### PROMPT 1
Rewrite every line of the labeling records below, requests included. Shift each point coordinate in the answers by adding 132 to both numbers.

In Silicon Valley, some rivals said Microsoft's move was tantamount to giving up on the idea that it can invest its cash more wisely than shareholders. "At the end of the day, you have to ask yourself, can you personally invest $70 billion better than your stockholders," says Jonathan Schwartz, Sun's president and chief operating officer. "I think Steve Ballmer did not think so."

Given all of the MSFT anti trust litigation and problems I don't think investing $70 billion in acquisitions was a real option. If they weren't going to invest $70 billion in acquisitions where else would they invest that kind of money?

It could also reduce earnings in the current year since Microsoft wouldn't be earning interest income on the cash.

The dividend is taxed at a 15% rate and assuming MSFT was getting a return on the cash of 5% holding long term govt bonds which was taxed at the corporate rate I believe, it seems investors will do better deploying the cash long term in SPY at the very least.

FWIW I think the MSFT capital structure was out of whack and this will be a step in the right direction towards rectifying it. It looks to me that many investors anticipated this announcement as MSFT has had a "divvy run" of sorts leading up to it. When MSFT goes x dividend the price will drop by $3 a share most likely. In the article it states that it could drop more after going x dividend and from my experience that's probably right. Shareholders have to approve the deal but I think it's a formality.

### RECORDS TO PROCESS

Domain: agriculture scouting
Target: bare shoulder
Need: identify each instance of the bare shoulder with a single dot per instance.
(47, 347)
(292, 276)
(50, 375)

### PROMPT 2
Do these statements agree with the Microsoft dividend discussion? Answer each with yes or no and quote the words from the text that decide it.
(a) Jonathan Schwartz is Sun's president and chief operating officer.
(b) The dividend is taxed at a 25% rate.
(c) Shareholders do not need to approve the deal.

### FINISHED ANSWER 1
Domain: agriculture scouting
Target: bare shoulder
Need: identify each instance of the bare shoulder with a single dot per instance.
(179, 479)
(424, 408)
(182, 507)

### FINISHED ANSWER 2
(a) Yes: "says Jonathan Schwartz, Sun's president and chief operating officer."
(b) No: "The dividend is taxed at a 15% rate"
(c) No: "Shareholders have to approve the deal but I think it's a formality."